• **RECORDS FOR THE TASK**
═══

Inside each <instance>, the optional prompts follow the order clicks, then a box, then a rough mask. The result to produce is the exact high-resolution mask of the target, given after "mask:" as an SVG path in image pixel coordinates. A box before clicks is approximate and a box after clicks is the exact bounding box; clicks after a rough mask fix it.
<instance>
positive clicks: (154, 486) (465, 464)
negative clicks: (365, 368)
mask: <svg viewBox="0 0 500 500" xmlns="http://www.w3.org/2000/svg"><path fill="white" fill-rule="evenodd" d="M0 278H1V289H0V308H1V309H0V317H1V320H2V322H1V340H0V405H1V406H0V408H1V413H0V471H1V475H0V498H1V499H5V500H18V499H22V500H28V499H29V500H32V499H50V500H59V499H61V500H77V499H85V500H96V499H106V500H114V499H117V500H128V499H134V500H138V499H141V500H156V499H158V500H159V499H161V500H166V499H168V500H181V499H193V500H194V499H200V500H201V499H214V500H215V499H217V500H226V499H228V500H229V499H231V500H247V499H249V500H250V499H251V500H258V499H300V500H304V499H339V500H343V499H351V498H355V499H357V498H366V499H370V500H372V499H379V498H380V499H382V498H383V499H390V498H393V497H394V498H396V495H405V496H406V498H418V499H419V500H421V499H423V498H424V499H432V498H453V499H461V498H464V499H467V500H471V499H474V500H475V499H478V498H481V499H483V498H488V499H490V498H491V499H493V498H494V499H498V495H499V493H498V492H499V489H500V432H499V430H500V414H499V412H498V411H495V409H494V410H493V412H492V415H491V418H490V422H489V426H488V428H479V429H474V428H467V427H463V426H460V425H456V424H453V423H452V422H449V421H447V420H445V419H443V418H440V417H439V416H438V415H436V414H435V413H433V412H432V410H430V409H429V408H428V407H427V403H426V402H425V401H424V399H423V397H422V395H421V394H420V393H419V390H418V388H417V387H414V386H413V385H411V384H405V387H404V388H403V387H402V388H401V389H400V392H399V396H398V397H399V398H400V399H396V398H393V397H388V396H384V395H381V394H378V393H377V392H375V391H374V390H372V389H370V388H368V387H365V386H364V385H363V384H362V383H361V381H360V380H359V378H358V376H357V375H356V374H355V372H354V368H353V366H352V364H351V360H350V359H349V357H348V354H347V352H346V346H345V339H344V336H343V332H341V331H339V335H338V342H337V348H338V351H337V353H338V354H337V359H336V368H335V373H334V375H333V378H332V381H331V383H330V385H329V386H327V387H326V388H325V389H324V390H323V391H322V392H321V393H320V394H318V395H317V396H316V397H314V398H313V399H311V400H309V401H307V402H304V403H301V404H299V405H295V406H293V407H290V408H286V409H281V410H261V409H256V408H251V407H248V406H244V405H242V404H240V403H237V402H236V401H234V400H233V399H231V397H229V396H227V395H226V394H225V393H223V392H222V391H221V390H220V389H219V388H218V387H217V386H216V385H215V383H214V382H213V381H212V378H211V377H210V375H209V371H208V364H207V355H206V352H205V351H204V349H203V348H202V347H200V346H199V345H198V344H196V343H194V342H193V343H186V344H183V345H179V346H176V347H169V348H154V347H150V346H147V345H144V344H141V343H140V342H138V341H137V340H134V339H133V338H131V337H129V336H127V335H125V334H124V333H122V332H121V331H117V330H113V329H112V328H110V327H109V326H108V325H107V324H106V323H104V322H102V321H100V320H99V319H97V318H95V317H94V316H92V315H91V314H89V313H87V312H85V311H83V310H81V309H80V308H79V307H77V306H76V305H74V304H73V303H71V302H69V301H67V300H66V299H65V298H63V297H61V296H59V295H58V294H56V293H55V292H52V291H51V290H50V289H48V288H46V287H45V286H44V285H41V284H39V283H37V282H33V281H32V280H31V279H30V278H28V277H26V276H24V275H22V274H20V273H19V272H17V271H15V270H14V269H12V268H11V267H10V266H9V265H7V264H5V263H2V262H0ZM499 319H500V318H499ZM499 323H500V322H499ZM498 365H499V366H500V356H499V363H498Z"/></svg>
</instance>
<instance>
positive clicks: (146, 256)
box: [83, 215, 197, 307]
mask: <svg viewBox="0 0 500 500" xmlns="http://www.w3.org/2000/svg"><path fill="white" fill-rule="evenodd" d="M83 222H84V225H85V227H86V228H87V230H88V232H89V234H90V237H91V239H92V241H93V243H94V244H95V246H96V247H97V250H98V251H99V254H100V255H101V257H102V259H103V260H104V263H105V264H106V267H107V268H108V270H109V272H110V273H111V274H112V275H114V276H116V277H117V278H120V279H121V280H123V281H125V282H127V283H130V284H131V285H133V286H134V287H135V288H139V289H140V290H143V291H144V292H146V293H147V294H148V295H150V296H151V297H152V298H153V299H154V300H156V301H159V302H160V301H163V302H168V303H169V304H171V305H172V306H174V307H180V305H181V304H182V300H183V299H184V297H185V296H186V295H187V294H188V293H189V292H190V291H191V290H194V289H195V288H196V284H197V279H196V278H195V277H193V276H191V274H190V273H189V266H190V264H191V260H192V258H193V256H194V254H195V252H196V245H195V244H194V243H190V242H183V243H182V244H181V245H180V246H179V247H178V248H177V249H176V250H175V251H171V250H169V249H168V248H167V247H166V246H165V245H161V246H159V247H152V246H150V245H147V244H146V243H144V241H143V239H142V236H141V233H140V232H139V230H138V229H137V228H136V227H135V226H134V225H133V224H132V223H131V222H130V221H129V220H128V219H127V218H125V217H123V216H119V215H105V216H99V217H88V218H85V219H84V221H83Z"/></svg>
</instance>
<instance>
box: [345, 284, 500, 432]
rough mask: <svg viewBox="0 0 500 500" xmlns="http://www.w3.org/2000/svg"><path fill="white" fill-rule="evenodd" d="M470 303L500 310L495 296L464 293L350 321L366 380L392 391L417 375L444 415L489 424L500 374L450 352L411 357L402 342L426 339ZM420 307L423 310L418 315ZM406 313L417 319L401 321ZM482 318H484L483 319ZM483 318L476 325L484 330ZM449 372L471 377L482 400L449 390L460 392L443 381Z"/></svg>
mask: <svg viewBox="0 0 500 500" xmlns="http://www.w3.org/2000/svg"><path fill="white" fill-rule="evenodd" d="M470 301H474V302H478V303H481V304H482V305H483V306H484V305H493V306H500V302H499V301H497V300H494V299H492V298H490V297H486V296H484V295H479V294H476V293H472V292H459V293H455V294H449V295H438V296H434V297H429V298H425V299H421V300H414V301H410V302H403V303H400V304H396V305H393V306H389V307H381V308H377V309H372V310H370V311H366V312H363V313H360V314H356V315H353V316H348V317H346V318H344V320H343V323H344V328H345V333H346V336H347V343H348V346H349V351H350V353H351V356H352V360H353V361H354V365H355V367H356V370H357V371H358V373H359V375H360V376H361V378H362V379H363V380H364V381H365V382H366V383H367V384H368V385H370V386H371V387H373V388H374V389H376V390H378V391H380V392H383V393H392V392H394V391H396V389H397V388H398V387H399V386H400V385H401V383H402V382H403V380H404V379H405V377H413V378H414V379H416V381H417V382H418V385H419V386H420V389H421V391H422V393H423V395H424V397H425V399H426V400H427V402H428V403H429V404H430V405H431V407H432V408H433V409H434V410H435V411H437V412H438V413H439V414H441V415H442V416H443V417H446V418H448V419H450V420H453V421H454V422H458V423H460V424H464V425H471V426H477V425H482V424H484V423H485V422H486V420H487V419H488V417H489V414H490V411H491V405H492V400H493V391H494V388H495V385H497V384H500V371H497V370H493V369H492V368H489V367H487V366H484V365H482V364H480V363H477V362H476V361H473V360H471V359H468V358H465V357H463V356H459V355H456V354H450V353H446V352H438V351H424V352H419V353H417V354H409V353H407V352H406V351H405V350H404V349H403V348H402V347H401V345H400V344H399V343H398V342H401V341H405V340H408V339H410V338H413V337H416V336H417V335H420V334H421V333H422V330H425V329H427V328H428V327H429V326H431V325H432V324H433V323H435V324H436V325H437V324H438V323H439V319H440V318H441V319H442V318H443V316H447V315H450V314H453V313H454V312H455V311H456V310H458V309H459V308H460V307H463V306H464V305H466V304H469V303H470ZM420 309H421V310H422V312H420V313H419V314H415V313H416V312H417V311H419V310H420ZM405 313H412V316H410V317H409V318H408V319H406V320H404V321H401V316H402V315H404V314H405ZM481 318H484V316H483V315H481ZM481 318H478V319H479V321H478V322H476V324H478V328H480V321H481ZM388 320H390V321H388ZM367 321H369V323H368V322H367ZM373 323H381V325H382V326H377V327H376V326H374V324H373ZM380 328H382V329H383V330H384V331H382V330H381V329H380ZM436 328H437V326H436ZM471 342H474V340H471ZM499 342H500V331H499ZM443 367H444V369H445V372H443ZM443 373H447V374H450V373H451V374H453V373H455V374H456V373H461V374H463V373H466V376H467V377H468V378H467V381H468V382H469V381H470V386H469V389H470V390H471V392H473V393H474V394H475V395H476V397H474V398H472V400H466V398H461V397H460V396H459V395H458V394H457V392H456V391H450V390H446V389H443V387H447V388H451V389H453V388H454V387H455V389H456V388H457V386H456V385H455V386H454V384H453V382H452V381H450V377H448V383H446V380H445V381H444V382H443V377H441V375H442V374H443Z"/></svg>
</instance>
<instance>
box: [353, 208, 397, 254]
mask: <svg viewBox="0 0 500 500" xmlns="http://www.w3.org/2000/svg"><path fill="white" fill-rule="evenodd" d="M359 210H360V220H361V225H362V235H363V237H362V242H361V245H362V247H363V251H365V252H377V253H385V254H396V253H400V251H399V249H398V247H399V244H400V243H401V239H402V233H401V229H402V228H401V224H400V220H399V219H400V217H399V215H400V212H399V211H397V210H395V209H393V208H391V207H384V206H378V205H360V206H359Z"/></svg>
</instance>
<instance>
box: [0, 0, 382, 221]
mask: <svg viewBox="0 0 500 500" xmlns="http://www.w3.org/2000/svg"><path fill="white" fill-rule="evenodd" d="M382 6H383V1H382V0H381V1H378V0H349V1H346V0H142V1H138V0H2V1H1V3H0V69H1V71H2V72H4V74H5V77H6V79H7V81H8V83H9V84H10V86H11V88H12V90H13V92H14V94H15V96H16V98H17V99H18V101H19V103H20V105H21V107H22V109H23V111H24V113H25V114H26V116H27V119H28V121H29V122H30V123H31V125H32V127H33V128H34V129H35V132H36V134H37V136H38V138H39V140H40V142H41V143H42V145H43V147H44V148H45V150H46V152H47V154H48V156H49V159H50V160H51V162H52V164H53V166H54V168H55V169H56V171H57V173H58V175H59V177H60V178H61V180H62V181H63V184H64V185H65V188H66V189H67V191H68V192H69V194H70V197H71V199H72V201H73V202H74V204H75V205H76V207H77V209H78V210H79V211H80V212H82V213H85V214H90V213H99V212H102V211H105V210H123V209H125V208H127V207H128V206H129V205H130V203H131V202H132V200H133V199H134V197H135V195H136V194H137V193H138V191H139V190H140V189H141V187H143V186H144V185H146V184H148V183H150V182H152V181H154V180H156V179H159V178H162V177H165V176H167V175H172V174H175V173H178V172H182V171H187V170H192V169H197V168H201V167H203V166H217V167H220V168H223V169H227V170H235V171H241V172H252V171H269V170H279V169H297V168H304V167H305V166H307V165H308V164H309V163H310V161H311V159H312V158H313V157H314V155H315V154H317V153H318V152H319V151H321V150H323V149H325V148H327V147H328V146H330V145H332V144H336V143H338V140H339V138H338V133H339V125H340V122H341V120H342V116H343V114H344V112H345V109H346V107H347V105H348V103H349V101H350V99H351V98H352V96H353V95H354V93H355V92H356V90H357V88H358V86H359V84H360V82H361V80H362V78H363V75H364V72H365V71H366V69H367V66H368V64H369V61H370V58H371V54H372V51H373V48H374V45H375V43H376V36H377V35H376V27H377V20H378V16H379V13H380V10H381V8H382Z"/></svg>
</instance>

═══

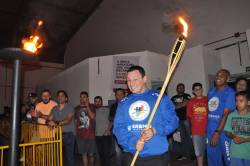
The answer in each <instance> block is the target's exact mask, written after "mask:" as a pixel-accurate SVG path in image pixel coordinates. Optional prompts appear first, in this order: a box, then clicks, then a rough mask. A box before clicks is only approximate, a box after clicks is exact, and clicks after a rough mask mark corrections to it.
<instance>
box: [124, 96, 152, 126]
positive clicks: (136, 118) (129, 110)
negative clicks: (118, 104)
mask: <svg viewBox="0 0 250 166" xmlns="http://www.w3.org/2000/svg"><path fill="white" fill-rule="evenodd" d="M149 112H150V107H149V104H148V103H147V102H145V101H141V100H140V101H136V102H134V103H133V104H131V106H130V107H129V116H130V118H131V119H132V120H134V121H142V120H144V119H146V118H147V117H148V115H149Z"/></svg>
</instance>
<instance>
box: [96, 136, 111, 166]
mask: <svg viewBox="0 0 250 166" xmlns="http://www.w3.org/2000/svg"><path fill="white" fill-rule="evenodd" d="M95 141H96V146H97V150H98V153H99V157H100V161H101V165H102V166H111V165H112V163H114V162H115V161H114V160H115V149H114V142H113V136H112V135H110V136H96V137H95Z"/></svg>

═══

Scan the records above and report every line with the string "positive".

• **EXERCISE OUTPUT**
positive clicks: (154, 486) (465, 464)
positive clicks: (146, 256)
positive clicks: (136, 118) (129, 110)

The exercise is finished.